(Problem to solve):
Please identify every line in the listing below that contains the word "wildebeest" and copy each of those lines in full.

(Record extracts):
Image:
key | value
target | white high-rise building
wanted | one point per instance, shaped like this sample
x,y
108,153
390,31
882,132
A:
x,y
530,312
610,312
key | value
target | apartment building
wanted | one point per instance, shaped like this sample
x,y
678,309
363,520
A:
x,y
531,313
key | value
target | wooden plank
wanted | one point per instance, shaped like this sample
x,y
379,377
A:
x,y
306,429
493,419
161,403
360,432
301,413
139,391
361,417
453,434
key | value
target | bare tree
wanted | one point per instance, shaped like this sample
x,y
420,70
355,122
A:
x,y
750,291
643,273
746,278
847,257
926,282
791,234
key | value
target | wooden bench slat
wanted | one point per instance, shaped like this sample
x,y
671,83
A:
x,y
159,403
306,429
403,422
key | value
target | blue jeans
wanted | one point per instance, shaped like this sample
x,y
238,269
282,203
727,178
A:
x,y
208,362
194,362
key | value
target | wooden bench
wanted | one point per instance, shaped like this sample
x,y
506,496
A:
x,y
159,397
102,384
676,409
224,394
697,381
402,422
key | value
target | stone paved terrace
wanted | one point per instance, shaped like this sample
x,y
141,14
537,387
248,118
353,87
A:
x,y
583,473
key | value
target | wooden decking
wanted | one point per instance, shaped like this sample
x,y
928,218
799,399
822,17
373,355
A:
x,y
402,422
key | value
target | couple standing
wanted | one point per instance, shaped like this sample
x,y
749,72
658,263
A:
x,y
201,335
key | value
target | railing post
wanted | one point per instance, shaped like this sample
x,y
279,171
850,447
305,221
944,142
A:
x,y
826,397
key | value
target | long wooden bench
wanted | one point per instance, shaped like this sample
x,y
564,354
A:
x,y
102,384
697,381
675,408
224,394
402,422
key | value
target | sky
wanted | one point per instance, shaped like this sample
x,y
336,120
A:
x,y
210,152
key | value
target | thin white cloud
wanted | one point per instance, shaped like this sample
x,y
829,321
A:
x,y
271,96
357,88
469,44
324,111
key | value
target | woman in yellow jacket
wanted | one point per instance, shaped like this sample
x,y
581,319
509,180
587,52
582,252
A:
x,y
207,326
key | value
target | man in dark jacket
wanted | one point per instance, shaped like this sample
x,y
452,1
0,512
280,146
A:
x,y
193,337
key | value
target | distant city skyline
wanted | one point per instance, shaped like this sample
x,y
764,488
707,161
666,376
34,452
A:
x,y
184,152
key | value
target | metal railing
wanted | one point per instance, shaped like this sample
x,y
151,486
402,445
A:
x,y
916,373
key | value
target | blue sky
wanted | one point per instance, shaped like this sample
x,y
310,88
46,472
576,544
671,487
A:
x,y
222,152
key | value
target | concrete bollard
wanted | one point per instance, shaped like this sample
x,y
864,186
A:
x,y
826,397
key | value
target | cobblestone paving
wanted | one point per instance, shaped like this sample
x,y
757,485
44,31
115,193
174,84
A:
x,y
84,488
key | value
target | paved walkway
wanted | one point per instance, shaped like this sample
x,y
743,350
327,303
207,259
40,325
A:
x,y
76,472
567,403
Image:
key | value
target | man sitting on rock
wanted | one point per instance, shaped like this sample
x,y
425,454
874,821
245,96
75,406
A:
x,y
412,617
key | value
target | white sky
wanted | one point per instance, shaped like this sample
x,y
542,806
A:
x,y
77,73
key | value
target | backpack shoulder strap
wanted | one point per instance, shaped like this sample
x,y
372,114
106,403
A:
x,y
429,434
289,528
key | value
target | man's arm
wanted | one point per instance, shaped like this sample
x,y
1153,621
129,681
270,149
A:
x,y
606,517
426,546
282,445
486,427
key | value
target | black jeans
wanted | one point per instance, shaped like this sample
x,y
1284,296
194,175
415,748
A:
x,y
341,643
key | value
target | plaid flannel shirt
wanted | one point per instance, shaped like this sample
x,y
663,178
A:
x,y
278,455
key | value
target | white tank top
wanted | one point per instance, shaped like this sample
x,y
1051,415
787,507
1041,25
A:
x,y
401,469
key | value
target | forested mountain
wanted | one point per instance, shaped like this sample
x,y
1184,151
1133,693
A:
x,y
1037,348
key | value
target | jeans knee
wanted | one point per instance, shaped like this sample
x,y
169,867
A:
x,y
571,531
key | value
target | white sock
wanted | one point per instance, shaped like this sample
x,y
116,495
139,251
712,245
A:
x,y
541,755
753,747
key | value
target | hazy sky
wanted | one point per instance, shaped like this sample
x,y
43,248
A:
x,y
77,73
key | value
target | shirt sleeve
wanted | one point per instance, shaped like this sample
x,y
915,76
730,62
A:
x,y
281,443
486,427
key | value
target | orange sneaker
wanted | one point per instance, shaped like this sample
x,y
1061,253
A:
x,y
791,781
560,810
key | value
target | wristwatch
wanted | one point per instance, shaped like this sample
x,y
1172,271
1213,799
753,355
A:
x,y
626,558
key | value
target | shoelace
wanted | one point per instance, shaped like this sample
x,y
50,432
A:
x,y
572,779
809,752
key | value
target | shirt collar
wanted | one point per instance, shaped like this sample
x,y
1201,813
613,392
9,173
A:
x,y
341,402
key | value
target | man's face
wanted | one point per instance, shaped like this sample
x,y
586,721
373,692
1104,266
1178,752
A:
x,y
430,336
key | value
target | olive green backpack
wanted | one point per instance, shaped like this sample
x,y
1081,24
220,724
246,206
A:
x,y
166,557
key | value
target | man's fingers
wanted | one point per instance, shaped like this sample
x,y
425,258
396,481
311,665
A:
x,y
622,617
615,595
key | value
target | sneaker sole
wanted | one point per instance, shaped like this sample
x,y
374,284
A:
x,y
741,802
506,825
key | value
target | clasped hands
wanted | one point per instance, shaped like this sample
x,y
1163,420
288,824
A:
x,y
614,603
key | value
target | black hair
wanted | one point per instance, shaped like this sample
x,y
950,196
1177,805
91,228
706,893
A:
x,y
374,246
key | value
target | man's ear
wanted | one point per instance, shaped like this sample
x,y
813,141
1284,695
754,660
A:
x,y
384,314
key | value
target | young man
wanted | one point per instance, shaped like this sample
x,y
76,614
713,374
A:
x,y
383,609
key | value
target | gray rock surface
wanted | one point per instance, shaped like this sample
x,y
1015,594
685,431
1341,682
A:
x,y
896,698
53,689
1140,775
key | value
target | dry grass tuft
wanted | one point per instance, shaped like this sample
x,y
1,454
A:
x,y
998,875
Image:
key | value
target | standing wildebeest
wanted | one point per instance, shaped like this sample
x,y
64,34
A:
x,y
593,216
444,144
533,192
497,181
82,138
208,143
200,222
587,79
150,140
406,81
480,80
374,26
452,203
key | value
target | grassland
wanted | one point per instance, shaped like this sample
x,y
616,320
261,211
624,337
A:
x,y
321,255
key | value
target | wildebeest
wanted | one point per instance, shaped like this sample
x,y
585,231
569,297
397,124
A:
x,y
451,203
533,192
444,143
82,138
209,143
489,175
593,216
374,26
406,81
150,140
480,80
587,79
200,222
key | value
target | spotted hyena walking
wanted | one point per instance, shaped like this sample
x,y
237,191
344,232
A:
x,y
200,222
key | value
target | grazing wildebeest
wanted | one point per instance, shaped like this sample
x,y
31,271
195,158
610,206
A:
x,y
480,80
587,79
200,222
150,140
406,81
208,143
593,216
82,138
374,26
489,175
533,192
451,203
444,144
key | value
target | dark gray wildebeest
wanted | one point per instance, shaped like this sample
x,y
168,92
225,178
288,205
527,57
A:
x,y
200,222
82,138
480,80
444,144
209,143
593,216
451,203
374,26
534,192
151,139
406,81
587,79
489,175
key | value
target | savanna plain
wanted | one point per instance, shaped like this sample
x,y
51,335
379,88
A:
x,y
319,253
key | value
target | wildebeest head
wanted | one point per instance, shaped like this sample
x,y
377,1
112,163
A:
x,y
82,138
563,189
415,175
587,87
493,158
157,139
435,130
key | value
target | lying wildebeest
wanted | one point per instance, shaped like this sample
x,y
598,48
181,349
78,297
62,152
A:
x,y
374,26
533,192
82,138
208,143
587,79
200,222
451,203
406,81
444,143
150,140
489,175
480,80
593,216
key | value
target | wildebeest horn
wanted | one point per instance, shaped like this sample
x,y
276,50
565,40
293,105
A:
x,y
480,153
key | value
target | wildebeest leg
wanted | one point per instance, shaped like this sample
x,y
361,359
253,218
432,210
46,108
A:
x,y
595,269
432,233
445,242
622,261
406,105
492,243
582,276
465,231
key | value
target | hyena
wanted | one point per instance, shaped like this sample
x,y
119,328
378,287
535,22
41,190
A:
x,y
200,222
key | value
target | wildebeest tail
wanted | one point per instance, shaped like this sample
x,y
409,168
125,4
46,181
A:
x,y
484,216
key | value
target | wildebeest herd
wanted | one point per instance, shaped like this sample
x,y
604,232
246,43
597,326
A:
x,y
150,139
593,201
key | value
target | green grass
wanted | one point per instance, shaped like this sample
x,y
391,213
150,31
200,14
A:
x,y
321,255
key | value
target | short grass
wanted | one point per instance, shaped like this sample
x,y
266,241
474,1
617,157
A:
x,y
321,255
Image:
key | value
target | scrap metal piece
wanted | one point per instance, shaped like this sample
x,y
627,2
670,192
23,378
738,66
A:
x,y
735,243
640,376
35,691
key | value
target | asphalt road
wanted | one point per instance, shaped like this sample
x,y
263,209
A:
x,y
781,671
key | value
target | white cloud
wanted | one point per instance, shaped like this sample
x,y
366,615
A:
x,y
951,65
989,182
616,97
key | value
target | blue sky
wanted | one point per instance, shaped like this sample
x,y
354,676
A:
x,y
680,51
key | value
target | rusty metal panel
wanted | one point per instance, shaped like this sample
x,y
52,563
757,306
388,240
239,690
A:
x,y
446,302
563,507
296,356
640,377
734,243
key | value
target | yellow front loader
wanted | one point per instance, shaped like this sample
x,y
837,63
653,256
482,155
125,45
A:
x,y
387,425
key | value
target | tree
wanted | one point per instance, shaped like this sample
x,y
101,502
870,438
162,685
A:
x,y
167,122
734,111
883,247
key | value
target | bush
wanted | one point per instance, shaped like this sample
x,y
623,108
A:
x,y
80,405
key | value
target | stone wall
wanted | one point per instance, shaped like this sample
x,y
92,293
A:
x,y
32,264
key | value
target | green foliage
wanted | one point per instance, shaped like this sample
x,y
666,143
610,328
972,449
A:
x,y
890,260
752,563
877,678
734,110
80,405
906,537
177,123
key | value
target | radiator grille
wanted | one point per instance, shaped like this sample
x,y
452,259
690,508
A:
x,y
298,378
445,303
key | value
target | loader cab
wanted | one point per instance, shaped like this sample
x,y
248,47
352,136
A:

(Expected answer):
target | standing wildebeest
target | wildebeest
target | grazing wildebeest
target | dark gray wildebeest
target | wildebeest head
target | lying wildebeest
target | wildebeest horn
target | wildebeest leg
target | wildebeest tail
target | wildebeest herd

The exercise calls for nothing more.